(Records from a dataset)
════════════════
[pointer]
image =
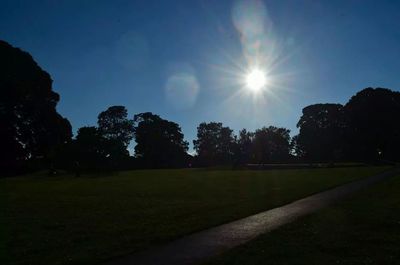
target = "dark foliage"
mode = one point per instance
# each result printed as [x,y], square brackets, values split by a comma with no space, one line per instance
[373,125]
[159,142]
[114,125]
[215,144]
[30,128]
[271,145]
[366,129]
[320,132]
════════════════
**Task goal**
Your answer should be a precise transcript of the entries, minus the pictures.

**Exercise response**
[pointer]
image =
target = "dark foliage"
mode = one point per instance
# each result printed as [x,y], square brackets, values split by a comma with no space, one line per instance
[373,125]
[159,142]
[114,125]
[215,144]
[30,128]
[271,145]
[366,129]
[320,132]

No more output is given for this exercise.